ASSIGNMENT
Nothing should be left out when you copy the entries below.

(Extracted data entries)
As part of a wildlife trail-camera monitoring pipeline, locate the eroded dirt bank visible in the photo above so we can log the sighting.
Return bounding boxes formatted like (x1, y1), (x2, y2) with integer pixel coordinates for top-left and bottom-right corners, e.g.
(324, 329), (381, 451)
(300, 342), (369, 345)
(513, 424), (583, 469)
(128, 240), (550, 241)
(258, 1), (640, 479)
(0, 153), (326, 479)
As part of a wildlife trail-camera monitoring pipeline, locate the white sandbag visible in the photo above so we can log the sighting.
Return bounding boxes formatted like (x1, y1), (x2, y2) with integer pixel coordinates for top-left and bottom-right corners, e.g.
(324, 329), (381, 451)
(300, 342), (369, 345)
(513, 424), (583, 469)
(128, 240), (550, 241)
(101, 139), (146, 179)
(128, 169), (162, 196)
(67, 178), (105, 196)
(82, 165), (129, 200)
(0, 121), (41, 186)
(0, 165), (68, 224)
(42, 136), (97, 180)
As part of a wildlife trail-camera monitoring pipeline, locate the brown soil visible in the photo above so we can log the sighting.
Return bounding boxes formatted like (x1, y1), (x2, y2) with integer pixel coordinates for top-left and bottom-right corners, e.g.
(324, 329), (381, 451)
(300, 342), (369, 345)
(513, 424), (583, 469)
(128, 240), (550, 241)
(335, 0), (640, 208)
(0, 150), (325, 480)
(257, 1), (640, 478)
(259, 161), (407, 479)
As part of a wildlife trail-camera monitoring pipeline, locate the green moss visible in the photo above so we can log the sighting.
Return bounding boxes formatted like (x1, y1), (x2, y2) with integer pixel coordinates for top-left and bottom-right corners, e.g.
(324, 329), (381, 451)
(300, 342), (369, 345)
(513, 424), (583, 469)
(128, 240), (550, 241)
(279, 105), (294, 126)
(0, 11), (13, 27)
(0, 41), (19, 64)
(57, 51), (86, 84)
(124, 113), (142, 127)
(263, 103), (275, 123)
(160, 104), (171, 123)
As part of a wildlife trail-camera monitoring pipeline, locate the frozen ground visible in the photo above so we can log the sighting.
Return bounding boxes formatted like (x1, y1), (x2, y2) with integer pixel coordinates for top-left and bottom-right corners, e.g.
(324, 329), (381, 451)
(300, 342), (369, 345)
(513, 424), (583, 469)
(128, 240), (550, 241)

RESPONSE TO THE EXERCISE
As part of a wildlife trail-camera monitoring pipeline, locate the eroded dirt bank visible in the photo above so we can log the sighting.
Return bounding boxes formatted like (x1, y1), (x2, y2) with integer pixel coordinates for top-left and bottom-right corners, e.g.
(324, 329), (381, 451)
(300, 342), (369, 345)
(513, 424), (583, 469)
(128, 240), (550, 241)
(258, 1), (640, 479)
(0, 153), (326, 479)
As part of a wildlife trail-camera monitoring pipeline, locate the white sandbag visible in the photo above so we can log the sighting.
Return bounding boxes formatted like (x1, y1), (x2, y2) with integer pixel coordinates for top-left and bottom-right corners, e.g.
(324, 329), (381, 451)
(300, 342), (369, 345)
(513, 424), (583, 469)
(128, 240), (550, 241)
(101, 139), (146, 179)
(128, 169), (162, 196)
(67, 178), (105, 196)
(82, 165), (129, 200)
(0, 121), (41, 186)
(0, 165), (68, 224)
(42, 136), (97, 180)
As part of a wildlife trail-camera monitoring pipeline, locate the brown soil visible in the photo above so we can log the sighting.
Return bounding boxes formatted like (x1, y1), (x2, y2) with integer pixel coordinates for top-left and bottom-right corners, e.g.
(324, 329), (381, 451)
(300, 342), (369, 345)
(513, 424), (583, 469)
(128, 240), (550, 241)
(335, 0), (640, 208)
(0, 150), (325, 480)
(257, 1), (640, 478)
(259, 161), (407, 479)
As part of a wildlife trail-camera monitoring pipeline, locate the green moss visible in the photo above so we can log the sighting.
Return bounding boxes formatted like (x1, y1), (x2, y2) with integer pixel coordinates for top-left and bottom-right corners, e.g.
(324, 329), (381, 451)
(300, 342), (369, 345)
(513, 424), (583, 469)
(128, 240), (550, 241)
(279, 105), (294, 126)
(0, 11), (13, 27)
(0, 41), (19, 64)
(57, 51), (86, 84)
(124, 113), (142, 127)
(263, 103), (275, 123)
(160, 104), (171, 123)
As part of a wildlife trail-camera monitoring pipeline, locate the frozen ground visible in the photo above so we can log the sighting.
Return bounding boxes formatted like (x1, y1), (x2, y2) with integer pixel coordinates for top-left and bottom-right corners, e.g.
(324, 329), (381, 451)
(300, 342), (369, 345)
(513, 424), (583, 469)
(128, 240), (550, 241)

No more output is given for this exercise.